§ Task goal
Write out the entries, please, from the line containing "Each instance gets a single point. Label the hanging merchandise" through their final line, exactly and with nothing else.

-- START OF Information shown --

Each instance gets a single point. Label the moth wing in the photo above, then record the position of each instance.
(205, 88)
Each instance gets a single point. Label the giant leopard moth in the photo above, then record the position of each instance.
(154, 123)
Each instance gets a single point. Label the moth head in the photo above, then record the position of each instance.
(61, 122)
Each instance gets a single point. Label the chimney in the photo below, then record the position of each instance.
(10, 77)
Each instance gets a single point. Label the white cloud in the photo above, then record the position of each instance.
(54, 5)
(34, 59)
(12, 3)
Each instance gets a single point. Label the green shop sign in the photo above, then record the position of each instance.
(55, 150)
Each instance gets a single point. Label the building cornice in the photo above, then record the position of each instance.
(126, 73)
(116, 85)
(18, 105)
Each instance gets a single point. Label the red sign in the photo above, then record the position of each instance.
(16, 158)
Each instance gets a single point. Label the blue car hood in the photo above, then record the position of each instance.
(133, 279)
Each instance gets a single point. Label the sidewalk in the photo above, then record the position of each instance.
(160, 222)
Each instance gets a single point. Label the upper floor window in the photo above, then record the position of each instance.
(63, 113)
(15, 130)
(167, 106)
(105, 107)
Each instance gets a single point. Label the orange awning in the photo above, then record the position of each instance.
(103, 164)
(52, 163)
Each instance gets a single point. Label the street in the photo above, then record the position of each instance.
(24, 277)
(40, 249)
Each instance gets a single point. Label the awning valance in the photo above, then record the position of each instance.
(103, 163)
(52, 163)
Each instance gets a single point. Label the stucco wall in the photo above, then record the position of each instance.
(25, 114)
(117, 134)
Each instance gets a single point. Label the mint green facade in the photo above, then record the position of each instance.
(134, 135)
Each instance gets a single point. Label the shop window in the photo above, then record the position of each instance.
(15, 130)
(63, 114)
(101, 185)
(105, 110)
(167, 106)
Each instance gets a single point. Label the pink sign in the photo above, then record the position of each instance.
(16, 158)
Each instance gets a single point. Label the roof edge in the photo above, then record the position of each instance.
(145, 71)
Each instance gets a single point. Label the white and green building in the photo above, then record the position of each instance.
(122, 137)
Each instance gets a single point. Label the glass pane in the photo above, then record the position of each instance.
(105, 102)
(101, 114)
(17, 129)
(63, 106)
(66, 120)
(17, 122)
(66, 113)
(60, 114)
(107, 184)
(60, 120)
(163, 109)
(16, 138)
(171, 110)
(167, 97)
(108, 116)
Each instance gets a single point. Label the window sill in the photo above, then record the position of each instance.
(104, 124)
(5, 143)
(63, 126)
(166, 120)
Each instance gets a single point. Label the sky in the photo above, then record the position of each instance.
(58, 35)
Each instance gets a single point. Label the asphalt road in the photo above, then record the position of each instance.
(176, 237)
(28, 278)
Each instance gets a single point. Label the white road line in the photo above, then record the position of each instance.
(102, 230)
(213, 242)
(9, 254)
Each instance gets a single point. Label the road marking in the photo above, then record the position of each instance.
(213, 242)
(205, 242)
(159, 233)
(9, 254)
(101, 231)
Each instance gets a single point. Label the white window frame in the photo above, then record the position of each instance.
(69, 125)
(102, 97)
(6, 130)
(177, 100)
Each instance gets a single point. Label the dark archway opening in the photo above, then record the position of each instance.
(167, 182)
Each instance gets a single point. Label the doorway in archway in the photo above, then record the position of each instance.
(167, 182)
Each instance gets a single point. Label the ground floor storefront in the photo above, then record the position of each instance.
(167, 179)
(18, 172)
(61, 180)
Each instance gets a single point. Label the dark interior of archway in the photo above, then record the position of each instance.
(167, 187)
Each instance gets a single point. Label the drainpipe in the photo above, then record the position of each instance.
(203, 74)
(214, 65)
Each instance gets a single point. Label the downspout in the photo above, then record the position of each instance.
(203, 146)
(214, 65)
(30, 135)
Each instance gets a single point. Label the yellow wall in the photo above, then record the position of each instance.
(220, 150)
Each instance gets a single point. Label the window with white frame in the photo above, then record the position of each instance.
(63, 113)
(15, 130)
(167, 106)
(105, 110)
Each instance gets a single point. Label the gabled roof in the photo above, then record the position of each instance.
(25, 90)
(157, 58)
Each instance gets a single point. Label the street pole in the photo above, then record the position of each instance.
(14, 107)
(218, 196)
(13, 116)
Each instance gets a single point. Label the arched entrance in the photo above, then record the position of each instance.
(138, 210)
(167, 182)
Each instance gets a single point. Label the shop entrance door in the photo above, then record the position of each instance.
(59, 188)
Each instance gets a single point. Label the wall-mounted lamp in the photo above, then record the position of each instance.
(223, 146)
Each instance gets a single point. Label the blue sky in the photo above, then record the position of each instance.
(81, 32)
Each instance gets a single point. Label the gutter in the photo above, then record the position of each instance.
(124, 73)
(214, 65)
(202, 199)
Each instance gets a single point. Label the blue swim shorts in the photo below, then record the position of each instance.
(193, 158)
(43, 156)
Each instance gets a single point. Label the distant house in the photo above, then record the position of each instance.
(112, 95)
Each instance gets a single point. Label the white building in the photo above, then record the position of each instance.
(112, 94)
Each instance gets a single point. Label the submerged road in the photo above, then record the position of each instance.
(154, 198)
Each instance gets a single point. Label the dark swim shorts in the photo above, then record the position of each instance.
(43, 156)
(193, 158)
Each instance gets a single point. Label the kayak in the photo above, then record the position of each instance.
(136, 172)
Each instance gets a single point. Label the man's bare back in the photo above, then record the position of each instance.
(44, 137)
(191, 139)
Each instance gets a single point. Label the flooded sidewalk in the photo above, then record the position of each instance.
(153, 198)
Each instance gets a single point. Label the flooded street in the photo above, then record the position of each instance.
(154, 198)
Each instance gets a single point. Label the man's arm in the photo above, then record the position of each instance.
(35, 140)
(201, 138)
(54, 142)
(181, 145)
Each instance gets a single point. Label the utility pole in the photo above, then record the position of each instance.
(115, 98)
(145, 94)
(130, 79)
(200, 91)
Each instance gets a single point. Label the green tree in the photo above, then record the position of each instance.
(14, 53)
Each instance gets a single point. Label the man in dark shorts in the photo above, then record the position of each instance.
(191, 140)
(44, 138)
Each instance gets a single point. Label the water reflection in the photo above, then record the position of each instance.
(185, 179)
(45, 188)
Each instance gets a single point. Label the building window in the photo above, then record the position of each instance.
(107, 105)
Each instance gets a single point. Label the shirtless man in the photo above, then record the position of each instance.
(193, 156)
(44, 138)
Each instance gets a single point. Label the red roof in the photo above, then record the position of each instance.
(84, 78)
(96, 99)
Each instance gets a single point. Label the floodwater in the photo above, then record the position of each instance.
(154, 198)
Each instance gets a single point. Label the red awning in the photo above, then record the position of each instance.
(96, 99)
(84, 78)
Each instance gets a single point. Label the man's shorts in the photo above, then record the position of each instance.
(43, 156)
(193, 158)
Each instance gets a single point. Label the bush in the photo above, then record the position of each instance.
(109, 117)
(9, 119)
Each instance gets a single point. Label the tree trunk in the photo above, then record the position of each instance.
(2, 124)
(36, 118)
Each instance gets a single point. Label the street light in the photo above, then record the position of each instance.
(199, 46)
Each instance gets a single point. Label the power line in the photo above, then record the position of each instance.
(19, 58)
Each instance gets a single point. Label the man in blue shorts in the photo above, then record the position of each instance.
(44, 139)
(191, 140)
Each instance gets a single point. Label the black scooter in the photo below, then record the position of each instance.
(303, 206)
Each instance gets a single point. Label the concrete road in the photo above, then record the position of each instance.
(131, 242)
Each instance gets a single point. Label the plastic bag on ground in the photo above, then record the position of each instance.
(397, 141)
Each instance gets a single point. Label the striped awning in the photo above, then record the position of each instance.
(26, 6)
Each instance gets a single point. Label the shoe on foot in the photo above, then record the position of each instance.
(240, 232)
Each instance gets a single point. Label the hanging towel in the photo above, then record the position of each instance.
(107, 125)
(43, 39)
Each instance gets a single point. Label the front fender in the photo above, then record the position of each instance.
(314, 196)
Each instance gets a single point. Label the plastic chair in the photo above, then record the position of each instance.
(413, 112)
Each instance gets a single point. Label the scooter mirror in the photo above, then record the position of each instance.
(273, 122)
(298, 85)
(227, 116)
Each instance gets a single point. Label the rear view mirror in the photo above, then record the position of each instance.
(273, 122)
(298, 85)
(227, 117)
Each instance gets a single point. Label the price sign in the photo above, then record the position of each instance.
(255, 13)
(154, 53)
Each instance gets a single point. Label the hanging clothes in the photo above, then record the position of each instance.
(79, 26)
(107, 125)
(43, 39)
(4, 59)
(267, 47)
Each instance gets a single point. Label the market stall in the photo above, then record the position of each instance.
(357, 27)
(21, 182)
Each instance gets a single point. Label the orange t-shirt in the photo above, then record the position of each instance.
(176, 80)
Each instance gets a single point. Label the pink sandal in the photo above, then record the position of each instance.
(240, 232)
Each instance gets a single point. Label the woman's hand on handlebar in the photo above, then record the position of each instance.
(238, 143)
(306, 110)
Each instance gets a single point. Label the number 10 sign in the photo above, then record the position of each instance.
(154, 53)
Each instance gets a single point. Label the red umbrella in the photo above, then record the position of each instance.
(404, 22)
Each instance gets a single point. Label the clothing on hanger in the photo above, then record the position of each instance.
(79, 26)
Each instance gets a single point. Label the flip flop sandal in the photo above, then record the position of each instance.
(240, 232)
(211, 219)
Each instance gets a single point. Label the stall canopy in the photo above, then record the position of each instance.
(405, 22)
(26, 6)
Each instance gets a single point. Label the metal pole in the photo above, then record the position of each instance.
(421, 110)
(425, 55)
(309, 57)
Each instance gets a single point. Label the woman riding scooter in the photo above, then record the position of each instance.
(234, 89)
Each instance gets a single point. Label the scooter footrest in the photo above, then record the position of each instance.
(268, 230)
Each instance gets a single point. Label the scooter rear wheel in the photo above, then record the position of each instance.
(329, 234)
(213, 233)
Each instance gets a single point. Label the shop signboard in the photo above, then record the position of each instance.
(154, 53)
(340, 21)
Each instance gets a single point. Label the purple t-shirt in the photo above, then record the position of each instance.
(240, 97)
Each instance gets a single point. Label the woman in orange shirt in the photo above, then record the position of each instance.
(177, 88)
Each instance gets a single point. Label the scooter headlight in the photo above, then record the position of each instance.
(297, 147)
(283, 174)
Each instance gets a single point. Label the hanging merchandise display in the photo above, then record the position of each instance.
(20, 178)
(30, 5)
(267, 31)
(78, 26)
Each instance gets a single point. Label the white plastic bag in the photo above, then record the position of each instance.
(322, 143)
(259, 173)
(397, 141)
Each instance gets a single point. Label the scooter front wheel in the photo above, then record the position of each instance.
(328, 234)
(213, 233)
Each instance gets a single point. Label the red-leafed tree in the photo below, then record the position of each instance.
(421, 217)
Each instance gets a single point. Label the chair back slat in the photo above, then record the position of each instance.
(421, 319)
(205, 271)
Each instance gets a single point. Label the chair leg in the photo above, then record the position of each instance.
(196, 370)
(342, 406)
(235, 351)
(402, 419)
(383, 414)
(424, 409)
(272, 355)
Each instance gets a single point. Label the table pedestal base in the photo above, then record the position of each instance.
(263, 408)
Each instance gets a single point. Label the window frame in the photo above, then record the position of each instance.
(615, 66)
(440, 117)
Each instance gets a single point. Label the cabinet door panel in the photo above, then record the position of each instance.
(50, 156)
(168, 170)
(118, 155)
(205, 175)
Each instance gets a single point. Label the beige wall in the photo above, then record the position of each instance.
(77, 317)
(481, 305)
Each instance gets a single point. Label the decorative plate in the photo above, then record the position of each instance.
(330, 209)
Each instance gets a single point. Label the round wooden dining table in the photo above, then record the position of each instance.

-- END OF Information shown --

§ Expected answer
Each instance gets a single point. Label the hanging merchandise display in the photo above, then record the position of each instance.
(20, 178)
(30, 5)
(267, 31)
(78, 26)
Each instance gets a single point. Label the white plastic bag in the photo above, then record the position of each instance.
(322, 143)
(259, 173)
(397, 141)
Each instance gets a single point. Label the scooter front wheel in the photo above, then record the position of each instance.
(328, 234)
(213, 233)
Each instance gets a single point. Label the red-leafed tree in the photo below, then record the position of each instance.
(421, 217)
Each instance gets a single point. Label the chair back slat in the photo above, then record the position of each instance.
(421, 319)
(205, 271)
Each instance gets a single point. Label the chair leg in the photo above, then record the position of each instance.
(196, 370)
(342, 406)
(235, 351)
(402, 419)
(383, 414)
(424, 409)
(272, 355)
Each instance gets a single point. Label the table pedestal base in the photo above, then record the position of each instance.
(263, 408)
Each instance gets a single point. Label the window frame in the photo above, then record the position of each instance.
(615, 66)
(440, 117)
Each instance gets a single point. Label the cabinet door panel in the photo above, then record the position of each instance.
(50, 156)
(168, 170)
(118, 155)
(205, 175)
Each instance gets a single point. Label the beige wall in the photo above, then record the position of each instance.
(77, 317)
(481, 305)
Each instance gets a single point. Label the decorative plate in the photo above, then record the position of each instance.
(330, 209)
Each instance gets a single point. Label the round wooden dining table in the photo above, then record the position of each instance.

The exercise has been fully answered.